Annotated coordinate records
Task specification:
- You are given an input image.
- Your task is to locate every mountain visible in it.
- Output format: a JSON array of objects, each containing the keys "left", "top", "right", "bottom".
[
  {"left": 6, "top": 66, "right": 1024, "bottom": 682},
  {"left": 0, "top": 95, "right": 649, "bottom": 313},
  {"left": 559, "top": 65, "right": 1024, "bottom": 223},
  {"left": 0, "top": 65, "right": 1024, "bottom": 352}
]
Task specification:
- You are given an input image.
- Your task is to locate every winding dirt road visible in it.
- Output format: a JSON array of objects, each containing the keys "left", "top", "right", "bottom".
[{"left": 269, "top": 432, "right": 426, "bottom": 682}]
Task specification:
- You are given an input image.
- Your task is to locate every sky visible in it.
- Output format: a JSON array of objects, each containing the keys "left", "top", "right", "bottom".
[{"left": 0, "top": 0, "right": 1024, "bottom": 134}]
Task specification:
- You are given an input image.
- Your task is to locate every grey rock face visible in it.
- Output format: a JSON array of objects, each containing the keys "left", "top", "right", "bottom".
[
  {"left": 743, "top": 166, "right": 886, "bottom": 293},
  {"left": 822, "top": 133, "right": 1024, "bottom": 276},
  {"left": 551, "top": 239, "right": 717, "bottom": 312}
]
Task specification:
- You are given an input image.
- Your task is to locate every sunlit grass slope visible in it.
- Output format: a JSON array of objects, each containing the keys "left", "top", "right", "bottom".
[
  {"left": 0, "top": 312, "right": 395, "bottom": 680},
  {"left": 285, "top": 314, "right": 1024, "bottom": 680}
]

● Directions for this task:
Display all lines of the records that contain the string "every", treating uppercase and lowercase as different.

● Task response:
- Your task is to locate every mountain visible in it.
- Your task is to locate every winding dirt road visible in it.
- Your task is to locate every sky visible in it.
- Your task is to locate every grey rock face visible in it.
- Your task is to locate every sunlit grass slope visible in it.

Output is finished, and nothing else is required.